**The problem**. Rewrite the lines from the one containing "Q: For every instance of the dark" through the one containing "x=240, y=190", inclusive, swapping "wicker basket" for "woven basket" and leaving everything else the same.

=== Data for the task ===

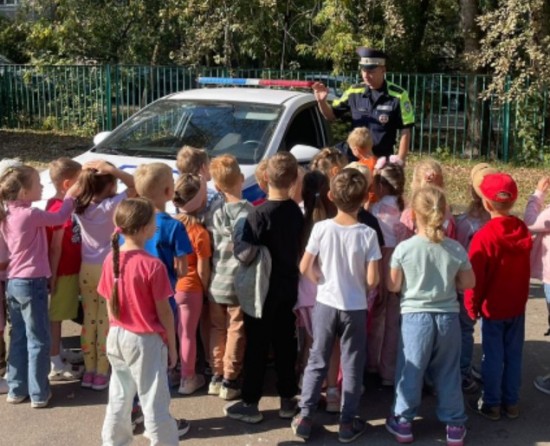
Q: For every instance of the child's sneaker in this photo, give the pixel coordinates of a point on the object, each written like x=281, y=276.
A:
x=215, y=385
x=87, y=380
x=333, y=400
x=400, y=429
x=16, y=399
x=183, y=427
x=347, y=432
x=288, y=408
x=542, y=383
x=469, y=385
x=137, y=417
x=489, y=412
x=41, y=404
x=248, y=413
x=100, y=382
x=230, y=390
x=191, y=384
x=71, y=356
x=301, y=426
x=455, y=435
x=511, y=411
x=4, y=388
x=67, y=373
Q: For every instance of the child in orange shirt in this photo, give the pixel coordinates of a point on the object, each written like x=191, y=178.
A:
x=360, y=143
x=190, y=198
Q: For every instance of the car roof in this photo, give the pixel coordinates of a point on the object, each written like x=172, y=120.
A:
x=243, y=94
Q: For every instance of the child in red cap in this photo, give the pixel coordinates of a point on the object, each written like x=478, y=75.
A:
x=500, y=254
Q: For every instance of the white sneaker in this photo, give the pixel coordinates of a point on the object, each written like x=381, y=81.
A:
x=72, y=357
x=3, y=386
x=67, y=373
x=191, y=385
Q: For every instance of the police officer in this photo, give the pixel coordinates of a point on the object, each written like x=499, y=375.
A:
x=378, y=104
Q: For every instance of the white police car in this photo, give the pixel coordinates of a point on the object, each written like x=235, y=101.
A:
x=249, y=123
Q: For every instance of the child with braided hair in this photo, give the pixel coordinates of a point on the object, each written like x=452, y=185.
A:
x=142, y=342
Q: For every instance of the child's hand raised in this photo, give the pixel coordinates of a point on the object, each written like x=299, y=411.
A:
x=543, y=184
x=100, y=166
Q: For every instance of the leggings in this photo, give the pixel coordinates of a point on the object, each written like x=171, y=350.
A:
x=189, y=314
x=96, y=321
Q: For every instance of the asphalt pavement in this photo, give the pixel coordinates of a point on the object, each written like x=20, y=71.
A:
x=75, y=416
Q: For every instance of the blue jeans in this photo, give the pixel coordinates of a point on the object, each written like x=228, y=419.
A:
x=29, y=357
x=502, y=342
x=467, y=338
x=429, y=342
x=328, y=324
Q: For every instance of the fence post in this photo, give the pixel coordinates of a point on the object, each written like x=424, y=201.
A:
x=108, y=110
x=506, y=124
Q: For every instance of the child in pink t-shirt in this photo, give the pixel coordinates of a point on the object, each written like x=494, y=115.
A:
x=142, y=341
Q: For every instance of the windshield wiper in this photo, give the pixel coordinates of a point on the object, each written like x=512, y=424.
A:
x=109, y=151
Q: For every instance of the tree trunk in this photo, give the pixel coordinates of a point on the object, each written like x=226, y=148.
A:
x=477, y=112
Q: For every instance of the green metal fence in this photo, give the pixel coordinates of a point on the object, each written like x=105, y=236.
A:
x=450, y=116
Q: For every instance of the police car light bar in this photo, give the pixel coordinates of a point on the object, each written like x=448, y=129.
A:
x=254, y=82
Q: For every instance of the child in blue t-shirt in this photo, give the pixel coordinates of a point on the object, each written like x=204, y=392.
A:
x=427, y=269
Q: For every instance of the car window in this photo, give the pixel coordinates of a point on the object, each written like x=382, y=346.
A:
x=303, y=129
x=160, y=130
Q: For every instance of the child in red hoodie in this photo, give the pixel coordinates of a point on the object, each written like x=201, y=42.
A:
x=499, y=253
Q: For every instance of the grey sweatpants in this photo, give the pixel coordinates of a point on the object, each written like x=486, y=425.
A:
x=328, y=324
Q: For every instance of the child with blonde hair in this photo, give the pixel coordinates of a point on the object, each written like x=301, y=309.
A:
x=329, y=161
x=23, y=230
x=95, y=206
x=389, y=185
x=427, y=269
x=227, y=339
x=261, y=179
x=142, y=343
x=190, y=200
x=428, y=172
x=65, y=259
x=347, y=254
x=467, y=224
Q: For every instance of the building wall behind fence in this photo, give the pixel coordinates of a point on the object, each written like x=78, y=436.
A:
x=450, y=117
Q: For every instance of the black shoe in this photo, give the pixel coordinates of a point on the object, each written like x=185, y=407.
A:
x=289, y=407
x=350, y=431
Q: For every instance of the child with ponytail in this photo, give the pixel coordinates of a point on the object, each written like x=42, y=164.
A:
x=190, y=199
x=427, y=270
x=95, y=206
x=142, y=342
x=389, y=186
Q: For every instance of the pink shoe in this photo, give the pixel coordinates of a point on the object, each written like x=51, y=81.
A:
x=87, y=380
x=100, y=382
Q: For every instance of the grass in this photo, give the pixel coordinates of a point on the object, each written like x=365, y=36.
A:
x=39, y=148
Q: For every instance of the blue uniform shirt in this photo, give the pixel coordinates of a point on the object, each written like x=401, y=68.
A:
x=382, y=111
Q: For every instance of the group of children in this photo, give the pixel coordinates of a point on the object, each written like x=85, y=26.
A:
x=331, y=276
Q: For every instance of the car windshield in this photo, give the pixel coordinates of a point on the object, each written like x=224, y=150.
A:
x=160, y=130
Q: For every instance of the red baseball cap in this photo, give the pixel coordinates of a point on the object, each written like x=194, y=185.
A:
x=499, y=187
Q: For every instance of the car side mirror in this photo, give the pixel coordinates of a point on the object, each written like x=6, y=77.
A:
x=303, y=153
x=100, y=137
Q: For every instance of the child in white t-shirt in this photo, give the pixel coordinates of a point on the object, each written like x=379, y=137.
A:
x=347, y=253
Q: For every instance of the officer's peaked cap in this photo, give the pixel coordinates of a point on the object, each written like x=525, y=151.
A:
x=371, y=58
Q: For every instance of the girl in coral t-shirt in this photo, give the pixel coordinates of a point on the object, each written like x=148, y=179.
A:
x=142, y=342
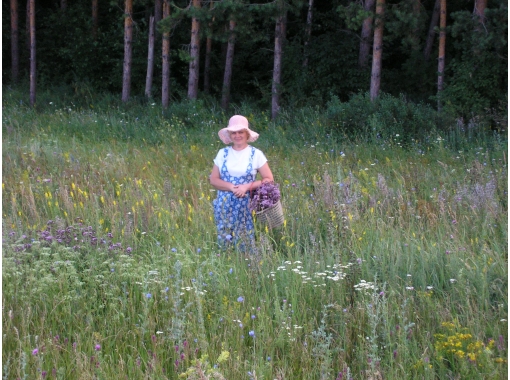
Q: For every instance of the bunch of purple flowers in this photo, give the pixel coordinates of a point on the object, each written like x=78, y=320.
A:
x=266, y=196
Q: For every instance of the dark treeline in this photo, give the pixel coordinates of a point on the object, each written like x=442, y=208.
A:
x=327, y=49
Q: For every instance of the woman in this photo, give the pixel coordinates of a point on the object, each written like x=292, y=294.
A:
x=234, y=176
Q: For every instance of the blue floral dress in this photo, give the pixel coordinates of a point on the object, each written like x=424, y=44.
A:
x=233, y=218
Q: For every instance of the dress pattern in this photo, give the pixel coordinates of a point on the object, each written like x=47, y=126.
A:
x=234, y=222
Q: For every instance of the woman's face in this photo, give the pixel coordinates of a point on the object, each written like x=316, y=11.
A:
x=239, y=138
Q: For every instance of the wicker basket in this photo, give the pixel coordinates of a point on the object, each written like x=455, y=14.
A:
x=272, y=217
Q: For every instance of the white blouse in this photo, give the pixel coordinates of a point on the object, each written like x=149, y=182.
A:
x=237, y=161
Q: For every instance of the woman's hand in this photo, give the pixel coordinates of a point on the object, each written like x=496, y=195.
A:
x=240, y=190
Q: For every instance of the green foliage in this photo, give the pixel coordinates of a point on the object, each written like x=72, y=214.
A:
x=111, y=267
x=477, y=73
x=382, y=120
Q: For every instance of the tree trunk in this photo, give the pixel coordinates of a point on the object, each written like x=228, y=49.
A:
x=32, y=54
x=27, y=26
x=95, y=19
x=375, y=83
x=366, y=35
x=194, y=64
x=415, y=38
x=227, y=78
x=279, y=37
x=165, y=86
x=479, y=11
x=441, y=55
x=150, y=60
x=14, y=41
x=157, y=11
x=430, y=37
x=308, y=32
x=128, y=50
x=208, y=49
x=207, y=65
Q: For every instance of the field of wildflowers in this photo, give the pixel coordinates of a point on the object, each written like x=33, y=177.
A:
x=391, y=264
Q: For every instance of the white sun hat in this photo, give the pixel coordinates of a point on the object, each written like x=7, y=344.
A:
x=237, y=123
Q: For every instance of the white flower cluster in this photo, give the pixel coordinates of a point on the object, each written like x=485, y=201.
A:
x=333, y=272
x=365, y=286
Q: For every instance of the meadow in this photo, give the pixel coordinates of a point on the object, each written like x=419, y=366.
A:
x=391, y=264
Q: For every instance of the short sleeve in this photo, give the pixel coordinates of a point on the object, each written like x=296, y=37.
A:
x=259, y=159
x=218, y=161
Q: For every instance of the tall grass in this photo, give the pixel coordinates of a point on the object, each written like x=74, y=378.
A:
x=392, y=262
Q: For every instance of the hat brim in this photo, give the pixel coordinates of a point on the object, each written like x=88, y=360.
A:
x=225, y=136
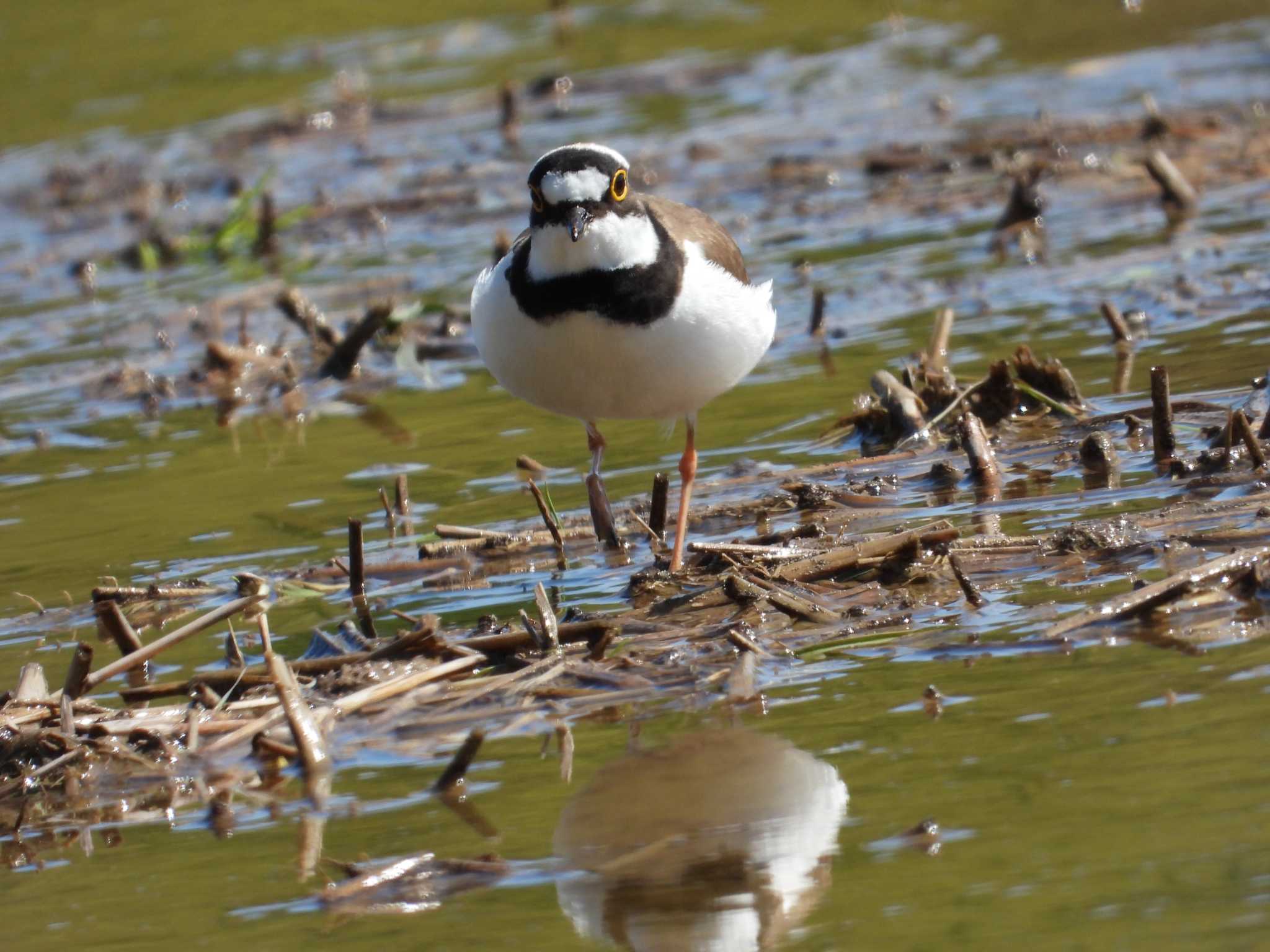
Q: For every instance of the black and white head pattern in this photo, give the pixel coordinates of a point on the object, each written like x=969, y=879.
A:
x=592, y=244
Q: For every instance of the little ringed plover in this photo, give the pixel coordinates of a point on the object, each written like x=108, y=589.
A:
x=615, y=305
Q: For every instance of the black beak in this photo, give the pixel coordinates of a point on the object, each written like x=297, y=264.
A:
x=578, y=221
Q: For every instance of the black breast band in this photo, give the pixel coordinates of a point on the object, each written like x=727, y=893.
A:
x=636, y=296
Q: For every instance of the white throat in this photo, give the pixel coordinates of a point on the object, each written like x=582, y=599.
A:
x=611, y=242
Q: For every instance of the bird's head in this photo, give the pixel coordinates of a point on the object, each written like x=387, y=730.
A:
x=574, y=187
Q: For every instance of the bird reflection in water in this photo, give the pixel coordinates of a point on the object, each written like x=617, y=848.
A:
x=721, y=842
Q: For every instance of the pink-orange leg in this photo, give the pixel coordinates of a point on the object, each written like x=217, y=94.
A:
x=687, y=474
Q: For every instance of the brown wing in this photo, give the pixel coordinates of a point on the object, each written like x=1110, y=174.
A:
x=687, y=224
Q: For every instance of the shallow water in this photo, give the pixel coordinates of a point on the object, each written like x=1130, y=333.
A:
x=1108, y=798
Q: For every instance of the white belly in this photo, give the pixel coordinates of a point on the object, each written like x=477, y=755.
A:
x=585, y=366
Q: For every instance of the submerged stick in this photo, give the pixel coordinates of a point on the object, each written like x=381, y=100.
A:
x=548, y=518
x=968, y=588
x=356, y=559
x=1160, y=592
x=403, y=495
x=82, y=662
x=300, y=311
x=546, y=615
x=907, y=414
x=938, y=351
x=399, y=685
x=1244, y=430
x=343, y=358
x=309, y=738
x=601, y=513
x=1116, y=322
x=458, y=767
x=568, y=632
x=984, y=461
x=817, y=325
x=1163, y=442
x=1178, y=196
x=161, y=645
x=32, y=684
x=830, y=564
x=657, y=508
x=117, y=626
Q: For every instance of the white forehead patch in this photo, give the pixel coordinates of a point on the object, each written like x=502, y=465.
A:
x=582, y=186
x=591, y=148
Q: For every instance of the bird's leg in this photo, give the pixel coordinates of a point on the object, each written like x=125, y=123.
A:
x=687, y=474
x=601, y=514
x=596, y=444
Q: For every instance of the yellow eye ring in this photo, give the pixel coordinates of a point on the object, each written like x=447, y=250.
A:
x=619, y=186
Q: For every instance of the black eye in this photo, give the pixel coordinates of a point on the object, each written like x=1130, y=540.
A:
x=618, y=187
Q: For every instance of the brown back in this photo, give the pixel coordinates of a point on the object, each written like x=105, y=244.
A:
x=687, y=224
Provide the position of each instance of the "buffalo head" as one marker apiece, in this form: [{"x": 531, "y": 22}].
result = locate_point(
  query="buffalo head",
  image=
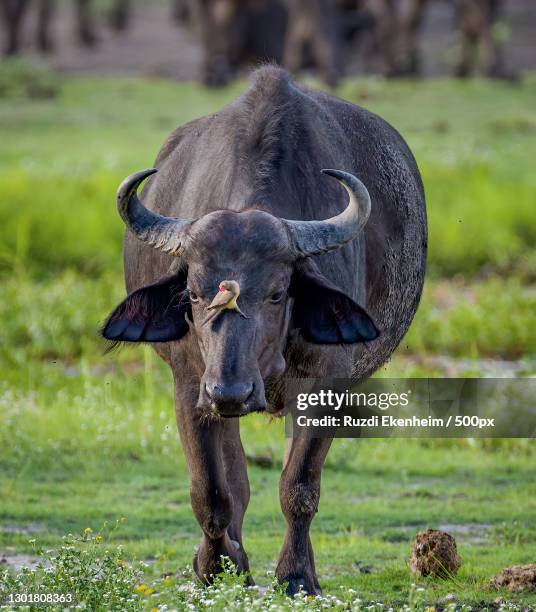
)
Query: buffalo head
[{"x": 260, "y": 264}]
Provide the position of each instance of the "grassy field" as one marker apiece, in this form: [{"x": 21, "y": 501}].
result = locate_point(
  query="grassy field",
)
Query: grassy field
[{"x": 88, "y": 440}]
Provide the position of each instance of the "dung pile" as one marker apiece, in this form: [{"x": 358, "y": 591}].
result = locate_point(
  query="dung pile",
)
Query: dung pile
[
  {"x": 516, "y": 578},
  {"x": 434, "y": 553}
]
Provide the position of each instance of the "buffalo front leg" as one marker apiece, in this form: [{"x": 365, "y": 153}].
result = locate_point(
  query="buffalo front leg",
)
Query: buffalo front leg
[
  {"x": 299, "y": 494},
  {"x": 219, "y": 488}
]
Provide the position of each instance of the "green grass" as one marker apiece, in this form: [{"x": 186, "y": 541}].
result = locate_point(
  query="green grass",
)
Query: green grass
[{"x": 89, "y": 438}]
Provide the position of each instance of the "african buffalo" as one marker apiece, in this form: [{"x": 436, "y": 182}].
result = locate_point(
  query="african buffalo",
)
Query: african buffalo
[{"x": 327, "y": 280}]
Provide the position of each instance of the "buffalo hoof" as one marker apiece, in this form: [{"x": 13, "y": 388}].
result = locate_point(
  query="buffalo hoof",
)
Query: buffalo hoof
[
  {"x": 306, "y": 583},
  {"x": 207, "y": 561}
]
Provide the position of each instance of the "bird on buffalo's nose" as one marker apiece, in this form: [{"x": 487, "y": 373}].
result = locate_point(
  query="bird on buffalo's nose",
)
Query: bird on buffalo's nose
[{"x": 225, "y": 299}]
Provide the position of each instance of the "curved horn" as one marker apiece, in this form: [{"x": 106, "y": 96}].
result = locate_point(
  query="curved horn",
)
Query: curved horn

===

**Response below**.
Q: For every instance of the dark treeline in this photo, give the pixel coordinates of a point on the object, each written like x=442, y=208.
A:
x=327, y=49
Q: For every instance of the woman in this photo, give the pixel coordinates of a point on the object, each written like x=292, y=294.
A:
x=234, y=176
Q: For every instance of the blue floral dress in this photo, give the pixel coordinates of a point on the object, each written like x=424, y=44.
A:
x=233, y=218
Q: For every instance of the dress pattern in this photo, give the pixel coordinates of a point on the object, each written like x=47, y=126.
A:
x=234, y=222
Q: For every instance of the woman's face in this photo, give the pixel coordinates of a point on the object, each written like x=316, y=11.
A:
x=239, y=138
Q: For every instance of the woven basket in this photo, give the pixel coordinates of a point on the object, each written like x=455, y=14.
A:
x=272, y=217
Q: For every instance of the white blouse in this photo, give the pixel coordinates of a point on the object, each written like x=149, y=182.
A:
x=237, y=161
Q: For every instance of the woman's hand in this photo, give the pixel coordinates of a point on the object, each written like x=496, y=195.
A:
x=240, y=190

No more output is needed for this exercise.